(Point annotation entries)
* BEGIN *
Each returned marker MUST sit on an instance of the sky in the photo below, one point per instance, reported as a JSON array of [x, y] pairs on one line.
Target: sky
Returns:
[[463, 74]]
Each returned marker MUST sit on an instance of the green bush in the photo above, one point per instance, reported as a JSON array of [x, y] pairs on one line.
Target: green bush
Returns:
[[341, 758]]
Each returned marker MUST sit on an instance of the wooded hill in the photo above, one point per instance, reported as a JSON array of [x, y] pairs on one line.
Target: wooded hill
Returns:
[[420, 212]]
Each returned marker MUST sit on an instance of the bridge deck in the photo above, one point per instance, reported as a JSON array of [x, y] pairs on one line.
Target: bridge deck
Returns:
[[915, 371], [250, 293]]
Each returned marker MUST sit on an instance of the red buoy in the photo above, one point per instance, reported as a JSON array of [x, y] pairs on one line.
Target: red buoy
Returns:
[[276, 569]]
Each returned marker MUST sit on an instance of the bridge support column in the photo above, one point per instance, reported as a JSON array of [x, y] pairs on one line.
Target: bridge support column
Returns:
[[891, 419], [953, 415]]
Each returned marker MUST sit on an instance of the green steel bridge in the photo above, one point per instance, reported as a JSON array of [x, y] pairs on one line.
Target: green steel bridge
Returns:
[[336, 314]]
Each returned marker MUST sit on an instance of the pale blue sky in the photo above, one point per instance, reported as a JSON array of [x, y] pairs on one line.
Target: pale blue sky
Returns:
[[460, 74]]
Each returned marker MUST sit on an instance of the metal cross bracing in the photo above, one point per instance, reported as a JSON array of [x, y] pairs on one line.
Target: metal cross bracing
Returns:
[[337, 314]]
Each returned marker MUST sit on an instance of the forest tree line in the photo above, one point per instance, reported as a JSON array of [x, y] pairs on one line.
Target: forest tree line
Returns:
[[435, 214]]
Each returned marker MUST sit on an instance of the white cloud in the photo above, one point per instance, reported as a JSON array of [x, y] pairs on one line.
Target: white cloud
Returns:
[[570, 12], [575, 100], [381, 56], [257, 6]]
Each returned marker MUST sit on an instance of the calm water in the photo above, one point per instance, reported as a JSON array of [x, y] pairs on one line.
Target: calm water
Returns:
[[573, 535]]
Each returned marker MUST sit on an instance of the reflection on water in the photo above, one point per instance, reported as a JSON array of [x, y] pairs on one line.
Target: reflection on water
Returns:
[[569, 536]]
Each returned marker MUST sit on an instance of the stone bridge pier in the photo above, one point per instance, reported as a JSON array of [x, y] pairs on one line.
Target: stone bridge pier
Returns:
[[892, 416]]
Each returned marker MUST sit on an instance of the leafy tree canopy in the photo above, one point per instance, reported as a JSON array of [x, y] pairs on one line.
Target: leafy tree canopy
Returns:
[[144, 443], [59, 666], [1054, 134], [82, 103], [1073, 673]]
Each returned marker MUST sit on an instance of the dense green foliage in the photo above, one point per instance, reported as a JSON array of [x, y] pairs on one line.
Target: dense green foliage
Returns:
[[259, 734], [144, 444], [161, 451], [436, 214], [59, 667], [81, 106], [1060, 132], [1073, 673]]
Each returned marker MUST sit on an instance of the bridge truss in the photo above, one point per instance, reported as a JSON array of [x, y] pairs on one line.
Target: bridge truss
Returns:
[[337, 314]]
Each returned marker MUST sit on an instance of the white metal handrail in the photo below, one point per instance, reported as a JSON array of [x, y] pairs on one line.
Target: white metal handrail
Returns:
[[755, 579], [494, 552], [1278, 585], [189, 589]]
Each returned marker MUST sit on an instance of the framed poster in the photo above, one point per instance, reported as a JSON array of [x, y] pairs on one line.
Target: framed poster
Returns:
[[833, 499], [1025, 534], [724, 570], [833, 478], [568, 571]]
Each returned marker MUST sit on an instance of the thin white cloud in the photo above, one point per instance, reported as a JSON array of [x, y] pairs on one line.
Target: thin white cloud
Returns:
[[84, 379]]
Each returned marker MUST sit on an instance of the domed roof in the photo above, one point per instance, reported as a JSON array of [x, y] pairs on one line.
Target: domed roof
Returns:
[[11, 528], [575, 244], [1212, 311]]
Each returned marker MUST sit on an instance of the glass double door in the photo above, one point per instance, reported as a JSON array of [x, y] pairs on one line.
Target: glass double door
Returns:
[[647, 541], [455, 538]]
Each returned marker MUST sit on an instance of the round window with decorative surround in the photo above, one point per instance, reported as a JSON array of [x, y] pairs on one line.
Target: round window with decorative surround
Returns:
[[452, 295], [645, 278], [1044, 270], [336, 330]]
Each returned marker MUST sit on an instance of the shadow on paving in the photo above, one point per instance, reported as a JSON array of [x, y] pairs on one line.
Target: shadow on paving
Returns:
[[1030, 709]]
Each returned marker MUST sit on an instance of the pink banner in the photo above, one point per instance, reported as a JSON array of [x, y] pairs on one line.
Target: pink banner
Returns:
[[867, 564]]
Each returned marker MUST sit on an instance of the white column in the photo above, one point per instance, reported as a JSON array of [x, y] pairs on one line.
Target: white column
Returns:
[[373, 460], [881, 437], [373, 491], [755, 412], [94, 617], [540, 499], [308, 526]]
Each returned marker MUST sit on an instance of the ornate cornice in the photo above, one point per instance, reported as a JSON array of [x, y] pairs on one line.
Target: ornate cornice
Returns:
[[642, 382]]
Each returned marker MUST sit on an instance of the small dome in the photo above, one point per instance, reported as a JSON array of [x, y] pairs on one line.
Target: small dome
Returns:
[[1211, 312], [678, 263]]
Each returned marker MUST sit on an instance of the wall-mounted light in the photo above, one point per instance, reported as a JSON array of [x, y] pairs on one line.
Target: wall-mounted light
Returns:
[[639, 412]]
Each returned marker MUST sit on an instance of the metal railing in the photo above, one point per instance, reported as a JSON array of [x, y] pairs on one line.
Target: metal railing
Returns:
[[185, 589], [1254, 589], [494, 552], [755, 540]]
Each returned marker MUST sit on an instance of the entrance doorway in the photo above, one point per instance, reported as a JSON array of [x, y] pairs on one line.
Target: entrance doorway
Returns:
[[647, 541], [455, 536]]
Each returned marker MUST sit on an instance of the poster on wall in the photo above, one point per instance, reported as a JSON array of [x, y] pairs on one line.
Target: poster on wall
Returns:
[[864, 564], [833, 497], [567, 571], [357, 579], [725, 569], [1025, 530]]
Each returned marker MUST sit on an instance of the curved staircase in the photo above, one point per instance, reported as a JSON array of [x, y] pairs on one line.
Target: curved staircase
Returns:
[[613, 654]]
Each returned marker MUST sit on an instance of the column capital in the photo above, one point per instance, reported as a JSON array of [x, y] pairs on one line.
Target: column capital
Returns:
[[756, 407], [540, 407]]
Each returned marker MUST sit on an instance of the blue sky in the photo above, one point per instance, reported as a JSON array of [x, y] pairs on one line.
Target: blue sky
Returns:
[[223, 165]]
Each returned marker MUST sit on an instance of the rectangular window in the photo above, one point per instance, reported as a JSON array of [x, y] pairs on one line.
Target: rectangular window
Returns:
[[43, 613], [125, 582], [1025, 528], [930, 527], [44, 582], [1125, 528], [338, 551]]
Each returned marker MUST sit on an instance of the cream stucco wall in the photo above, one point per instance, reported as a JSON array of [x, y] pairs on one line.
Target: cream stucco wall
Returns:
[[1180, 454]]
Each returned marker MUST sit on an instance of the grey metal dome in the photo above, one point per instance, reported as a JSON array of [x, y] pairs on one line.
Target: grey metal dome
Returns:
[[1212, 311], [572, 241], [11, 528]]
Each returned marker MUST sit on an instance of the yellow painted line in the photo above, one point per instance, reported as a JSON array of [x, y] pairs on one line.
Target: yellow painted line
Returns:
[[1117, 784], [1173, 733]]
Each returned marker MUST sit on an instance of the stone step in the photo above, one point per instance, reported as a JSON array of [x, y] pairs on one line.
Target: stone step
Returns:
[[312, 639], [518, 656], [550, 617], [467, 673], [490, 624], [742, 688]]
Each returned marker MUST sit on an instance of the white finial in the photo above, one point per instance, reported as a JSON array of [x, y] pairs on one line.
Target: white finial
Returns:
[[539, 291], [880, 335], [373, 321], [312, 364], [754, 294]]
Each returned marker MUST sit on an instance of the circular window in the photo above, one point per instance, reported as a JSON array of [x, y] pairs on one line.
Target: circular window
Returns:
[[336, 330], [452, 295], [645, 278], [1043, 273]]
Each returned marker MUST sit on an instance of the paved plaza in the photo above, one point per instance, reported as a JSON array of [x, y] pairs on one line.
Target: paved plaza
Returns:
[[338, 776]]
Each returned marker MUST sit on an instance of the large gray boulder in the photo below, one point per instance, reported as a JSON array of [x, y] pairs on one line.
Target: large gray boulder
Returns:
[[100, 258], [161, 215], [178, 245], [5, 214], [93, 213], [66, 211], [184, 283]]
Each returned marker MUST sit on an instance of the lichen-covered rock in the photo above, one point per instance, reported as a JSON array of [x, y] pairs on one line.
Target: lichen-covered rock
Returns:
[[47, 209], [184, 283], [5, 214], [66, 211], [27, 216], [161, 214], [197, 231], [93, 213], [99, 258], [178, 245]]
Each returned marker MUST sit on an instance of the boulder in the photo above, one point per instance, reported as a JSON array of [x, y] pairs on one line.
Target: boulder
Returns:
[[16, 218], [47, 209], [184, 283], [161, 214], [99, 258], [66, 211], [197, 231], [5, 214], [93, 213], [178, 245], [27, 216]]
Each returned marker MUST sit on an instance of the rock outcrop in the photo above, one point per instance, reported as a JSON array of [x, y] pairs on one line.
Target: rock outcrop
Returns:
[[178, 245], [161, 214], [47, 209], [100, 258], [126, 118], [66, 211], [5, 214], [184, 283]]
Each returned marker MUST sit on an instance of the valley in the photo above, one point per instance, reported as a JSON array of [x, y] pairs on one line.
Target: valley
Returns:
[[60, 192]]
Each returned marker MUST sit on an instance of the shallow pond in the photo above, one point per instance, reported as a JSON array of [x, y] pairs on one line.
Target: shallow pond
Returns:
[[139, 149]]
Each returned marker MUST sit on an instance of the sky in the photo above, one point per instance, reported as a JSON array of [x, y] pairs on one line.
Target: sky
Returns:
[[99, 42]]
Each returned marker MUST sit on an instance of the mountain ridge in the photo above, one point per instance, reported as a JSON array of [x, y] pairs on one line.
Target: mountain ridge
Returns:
* END *
■ SET PROBLEM: In the lines running from the line containing "Each returned marker MUST sit on an instance of the calm" up to and including the line containing "[[755, 579], [494, 552], [1278, 585], [189, 589]]", rename "bridge" to "viaduct" and write out those lines alone, with everything else unchanged.

■ FULL SOLUTION:
Each returned marker MUST sit on an instance of the calm water in the photo above, one point per instance, reported as a JSON array of [x, y] pairs on one line.
Target: calm water
Returns:
[[573, 535]]
Each returned marker MUST sit on an instance of the reflection on water in the photo above, one point per instance, reported as a JSON array of [x, y] pairs on one line.
Target: reflection on water
Returns:
[[569, 536]]
Each returned marker MUST sit on an instance of the stone viaduct pier in the photo above, one point per instance, reported as a JSON array of [x, y] pairs on one line.
Target: stone viaduct pier
Returns:
[[892, 416]]
Each returned marker MUST sit on an instance of the leafy tree canopy in the photo above, one point per instance, reported as a JSON array of [x, y] pairs on one line.
Target: leafy tree canopy
Returns:
[[144, 443], [59, 666], [1054, 134], [82, 103], [1073, 673]]
Each returned marker MUST sit on an instance of the dense green foliage in the photo above, one point per instance, reported as a JSON array of [x, y] pairs on one line.
Target: dense green foliage
Returns:
[[259, 734], [144, 444], [161, 451], [436, 214], [59, 667], [81, 106], [1060, 132], [1073, 673]]
Each returned marker MUST sit on an instance of the viaduct truss in the photo above, one point per instance, reported as a JSON array of [x, y] pairs on one line.
Target: viaduct truss
Returns:
[[337, 314]]
Each returned marker MUST sit on an instance of the white metal handrail in the photo below, one point per instance, reported as a JSON array of [x, y] pairs on one line.
Target: white metal handrail
Returns:
[[755, 579], [494, 552], [1278, 585], [189, 589]]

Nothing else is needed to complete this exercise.